Could you rewrite the stretch of entries below, from the one containing "the butterfly forewing" through the end of the entries, with "Recorded points" changed to "Logged points" and everything else left as it is?

· · · ·

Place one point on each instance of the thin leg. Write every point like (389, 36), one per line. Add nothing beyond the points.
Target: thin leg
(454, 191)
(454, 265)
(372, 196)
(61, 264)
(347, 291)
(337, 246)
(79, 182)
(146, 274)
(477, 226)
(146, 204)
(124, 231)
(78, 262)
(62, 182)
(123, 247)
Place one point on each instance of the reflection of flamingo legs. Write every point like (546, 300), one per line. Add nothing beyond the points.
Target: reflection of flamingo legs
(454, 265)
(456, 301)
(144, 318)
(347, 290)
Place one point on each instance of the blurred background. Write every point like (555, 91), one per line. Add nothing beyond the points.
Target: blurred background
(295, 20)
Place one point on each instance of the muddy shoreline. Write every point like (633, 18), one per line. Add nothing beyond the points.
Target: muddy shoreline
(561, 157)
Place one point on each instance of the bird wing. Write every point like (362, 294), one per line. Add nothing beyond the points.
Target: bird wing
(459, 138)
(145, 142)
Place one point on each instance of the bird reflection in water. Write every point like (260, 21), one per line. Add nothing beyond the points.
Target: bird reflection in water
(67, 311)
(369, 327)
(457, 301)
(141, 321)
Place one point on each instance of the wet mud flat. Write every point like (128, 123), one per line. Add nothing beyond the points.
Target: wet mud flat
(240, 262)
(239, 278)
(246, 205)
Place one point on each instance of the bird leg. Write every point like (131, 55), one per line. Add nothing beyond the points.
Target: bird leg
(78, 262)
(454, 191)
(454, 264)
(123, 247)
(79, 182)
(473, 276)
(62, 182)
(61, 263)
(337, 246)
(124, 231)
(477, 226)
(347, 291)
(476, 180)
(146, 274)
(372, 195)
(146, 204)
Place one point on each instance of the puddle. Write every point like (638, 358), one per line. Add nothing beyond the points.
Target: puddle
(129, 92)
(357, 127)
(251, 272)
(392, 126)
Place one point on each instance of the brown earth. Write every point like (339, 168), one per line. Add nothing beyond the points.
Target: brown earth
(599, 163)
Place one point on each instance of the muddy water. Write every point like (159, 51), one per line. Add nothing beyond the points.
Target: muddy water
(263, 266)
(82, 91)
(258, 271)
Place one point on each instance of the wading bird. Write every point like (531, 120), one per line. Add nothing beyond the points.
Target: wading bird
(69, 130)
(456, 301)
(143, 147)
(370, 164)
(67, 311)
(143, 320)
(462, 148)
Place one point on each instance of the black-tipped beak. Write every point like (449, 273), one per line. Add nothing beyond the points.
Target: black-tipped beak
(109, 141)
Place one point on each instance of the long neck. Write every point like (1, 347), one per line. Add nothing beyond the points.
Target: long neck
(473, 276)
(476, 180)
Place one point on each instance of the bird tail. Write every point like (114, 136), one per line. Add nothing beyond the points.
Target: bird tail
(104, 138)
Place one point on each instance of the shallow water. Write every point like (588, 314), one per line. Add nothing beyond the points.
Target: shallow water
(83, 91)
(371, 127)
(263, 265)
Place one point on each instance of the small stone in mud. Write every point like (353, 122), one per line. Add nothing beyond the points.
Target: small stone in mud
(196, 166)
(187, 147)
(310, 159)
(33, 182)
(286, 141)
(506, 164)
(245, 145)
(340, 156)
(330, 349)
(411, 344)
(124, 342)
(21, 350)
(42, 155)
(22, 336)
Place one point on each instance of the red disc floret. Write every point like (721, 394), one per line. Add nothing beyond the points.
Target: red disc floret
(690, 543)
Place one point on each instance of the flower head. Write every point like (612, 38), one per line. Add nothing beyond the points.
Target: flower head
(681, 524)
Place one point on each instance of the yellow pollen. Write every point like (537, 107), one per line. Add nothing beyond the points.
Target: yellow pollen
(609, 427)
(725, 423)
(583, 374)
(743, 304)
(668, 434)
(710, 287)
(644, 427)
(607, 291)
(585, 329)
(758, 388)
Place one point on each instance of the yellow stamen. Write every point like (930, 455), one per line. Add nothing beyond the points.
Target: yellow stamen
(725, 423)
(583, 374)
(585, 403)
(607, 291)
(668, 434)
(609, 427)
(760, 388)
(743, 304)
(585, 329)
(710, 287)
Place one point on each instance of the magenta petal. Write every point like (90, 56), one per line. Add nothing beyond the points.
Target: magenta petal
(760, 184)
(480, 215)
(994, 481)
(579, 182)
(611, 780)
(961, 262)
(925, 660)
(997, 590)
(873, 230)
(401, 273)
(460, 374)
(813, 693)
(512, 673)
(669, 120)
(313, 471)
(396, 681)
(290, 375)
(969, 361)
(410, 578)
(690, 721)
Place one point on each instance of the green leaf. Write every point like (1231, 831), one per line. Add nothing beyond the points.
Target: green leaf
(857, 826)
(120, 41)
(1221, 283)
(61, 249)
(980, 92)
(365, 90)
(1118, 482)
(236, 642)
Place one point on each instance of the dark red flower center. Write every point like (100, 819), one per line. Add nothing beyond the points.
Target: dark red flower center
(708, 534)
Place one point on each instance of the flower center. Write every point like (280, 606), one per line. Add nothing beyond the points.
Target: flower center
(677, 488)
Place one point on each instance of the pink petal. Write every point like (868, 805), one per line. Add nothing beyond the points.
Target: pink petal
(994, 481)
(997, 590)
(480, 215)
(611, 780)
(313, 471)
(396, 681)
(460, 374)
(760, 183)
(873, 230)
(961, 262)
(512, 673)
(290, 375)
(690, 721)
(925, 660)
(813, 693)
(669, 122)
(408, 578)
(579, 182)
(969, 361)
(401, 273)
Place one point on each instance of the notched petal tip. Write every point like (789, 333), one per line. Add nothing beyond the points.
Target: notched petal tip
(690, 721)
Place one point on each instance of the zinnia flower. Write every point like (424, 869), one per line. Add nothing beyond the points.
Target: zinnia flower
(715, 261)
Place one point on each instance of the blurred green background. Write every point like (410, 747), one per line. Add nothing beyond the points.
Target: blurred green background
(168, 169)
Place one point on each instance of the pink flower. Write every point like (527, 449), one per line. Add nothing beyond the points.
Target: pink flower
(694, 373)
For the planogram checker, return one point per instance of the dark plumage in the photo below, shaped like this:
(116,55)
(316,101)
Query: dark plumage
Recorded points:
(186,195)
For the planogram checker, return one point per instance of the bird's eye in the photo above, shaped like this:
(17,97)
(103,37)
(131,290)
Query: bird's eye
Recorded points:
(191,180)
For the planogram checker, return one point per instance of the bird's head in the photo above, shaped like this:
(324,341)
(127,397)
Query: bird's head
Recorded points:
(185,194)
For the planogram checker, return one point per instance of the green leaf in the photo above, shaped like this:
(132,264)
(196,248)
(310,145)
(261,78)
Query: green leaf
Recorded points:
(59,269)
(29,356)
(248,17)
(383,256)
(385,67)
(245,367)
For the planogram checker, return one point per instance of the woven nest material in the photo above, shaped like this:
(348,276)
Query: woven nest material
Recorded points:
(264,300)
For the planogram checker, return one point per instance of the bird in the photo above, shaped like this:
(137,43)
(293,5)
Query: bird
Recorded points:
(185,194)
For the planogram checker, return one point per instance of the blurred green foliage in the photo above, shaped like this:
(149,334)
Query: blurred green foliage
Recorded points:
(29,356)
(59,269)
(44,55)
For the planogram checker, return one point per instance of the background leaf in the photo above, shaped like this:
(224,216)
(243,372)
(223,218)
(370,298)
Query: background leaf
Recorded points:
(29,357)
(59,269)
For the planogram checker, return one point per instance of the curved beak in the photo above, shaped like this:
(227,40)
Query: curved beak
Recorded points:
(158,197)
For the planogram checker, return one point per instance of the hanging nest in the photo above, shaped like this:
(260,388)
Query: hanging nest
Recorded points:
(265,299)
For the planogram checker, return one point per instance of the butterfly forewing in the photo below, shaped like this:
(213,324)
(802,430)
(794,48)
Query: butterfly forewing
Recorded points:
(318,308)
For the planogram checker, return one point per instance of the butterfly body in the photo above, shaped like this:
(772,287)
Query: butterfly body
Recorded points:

· · · ·

### Written answer
For the planogram checker, return one point per instance of the butterfly forewing in the photo below, shaped like this:
(213,324)
(802,430)
(794,48)
Query: butterfly forewing
Logged points:
(318,308)
For the planogram checker, return one point per instance of the butterfly body in the photo above, shaped like this:
(772,287)
Query: butterfly body
Logged points:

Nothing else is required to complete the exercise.